Stored items from a collection:
┄┄┄┄┄┄

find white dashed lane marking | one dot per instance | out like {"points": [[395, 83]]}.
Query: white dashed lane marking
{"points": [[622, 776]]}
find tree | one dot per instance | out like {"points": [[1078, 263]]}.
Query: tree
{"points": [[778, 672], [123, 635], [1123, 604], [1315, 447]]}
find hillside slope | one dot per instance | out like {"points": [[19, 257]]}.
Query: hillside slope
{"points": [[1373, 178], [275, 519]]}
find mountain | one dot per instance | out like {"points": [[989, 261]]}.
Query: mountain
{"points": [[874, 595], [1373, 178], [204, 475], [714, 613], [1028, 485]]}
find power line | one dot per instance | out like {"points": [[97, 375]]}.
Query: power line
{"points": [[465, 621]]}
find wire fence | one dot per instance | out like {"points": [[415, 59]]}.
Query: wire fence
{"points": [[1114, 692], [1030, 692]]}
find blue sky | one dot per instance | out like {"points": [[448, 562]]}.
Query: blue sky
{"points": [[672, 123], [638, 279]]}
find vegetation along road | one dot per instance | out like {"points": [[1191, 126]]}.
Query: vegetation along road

┄┄┄┄┄┄

Return every line from the entries above that includes the word "road".

__TASK OUTPUT__.
find vegetation along road | one dot per instance | out like {"points": [[1191, 126]]}.
Query: vegetation along road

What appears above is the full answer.